» **課題**
下にある本の紹介文から、「まあ、もともと脇道な人生ですから・・・・・」で始まり「約20年に渡って息子に送られた手紙で、全部で30通あります。」で終わる部分を一字も変えずに書き出してください。

──────── 提示文

10 ビジネスマンの父より息子への30通の手紙


脇道堂書店 〜わたしの一冊〜編集者/柏子見

本を読むのが嫌いな子供だった。

まあ当時はファミコンもスマホも無かった。そうTVか本くらいの選択肢しか無かったのだけど…
でも、今この仕事をして思うのは、子供の頃に見たTVから受けた影響の大きさ。
TV、特に特撮ヒーローものは、物語の単純さ過激な演出、そして勧善懲悪、愛と正義と勇気。正義は必ず勝つ!
現在でも制作され続けている事を考えると、ほんとうに人生で大切なものを教えてくれる。だから面白い。

でも会社の企画は書籍。
基本的には皆が好きな物を読んで感想を書く、そこにTVの入る余地は全くない。

私は妄想力にはあまり自信がない(ウソ)
もし妄想族をやれと言われたら、最後尾から法定速度を守ってついていくだろう(ウソ)

それはTVでも書籍でもなんでもなく唯単に性格の問題だと思っている?

うん?何か変だぞ。話が脇にそれてきた・・・。
なんて書くと脇道堂書店の枠から外れてた脇道堂になりますね(笑)
まあ、もともと脇道な人生ですから・・・・・
さて、前振りの話(まくら)がながくなりましたね。

冗談はこのぐらいにして、今回わたしがオススメする本は「ビジネスマンの父より息子への30通の手紙」という本です。

「ビジネスマンの父より息子への30通の手紙」  G.キングスレイ ウォード (著), G.Kingsley Ward (著), 城山 三郎 (翻訳)

“財産や事業など残すより、いちばん大切なのは、一生の経験から学んだ人生の知恵やノウハウの集積である。
これだけはぜひ息子に伝えておきたい”

こんな素敵な前書きから始まる本書は、ビジネスにおける普遍の真理をついている有名な本です。
私が21歳のとき社会人として働き始めた頃、出版された本でビジネスマンとして成功を収めた著者が、同じく企業家を目指す息子へ宛てて書いた手紙をまとめたものです。
約20年に渡って息子に送られた手紙で、全部で30通あります。

この脇道堂書店で以前に椙本さんが書かれた本「ラブ・レターズ」とかぶる?手紙をモチーフにした作品ですがこちらはビジネス書なので分野がまったく違いますね(笑)

────────────────
──────── データ

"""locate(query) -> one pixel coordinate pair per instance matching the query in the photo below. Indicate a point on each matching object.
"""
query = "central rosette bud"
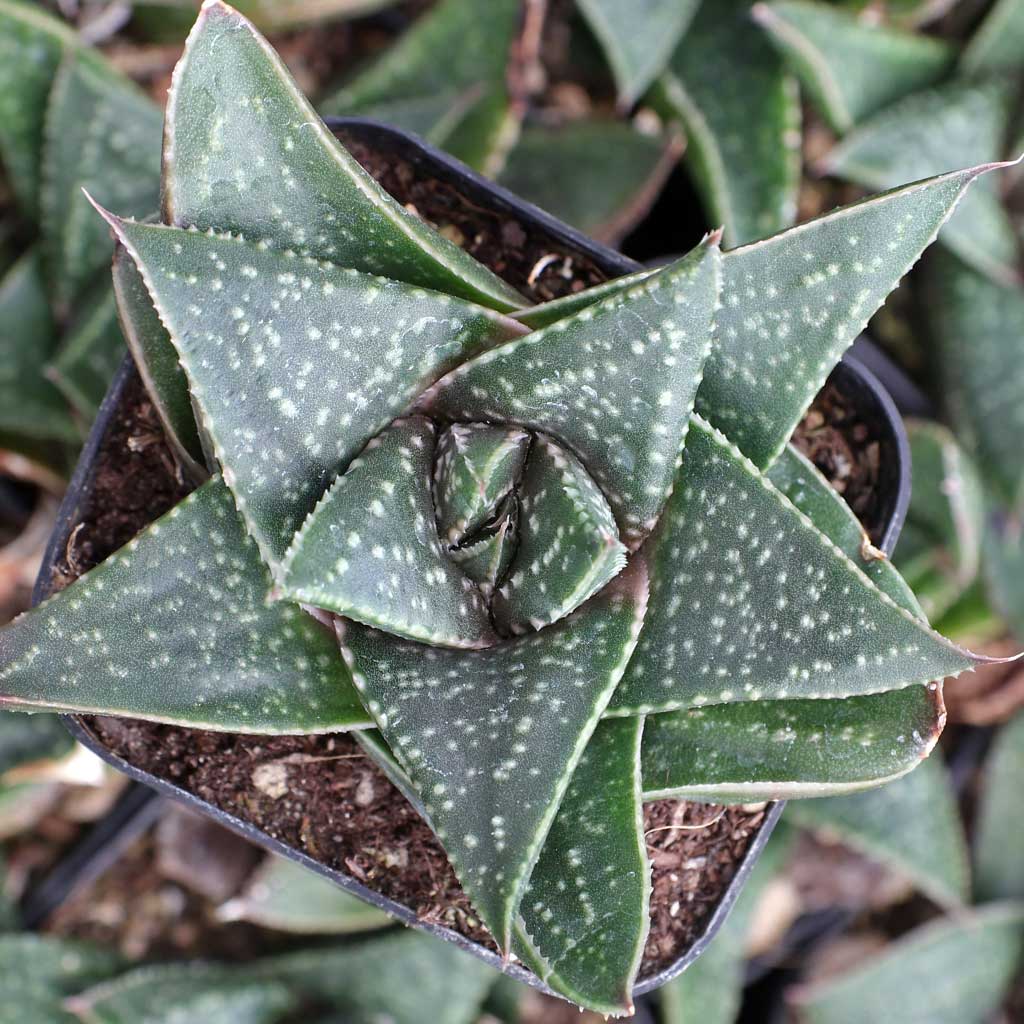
(521, 517)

────────────────

» **解答例**
まあ、もともと脇道な人生ですから・・・・・
さて、前振りの話(まくら)がながくなりましたね。

冗談はこのぐらいにして、今回わたしがオススメする本は「ビジネスマンの父より息子への30通の手紙」という本です。

「ビジネスマンの父より息子への30通の手紙」  G.キングスレイ ウォード (著), G.Kingsley Ward (著), 城山 三郎 (翻訳)

“財産や事業など残すより、いちばん大切なのは、一生の経験から学んだ人生の知恵やノウハウの集積である。
これだけはぜひ息子に伝えておきたい”

こんな素敵な前書きから始まる本書は、ビジネスにおける普遍の真理をついている有名な本です。
私が21歳のとき社会人として働き始めた頃、出版された本でビジネスマンとして成功を収めた著者が、同じく企業家を目指す息子へ宛てて書いた手紙をまとめたものです。
約20年に渡って息子に送られた手紙で、全部で30通あります。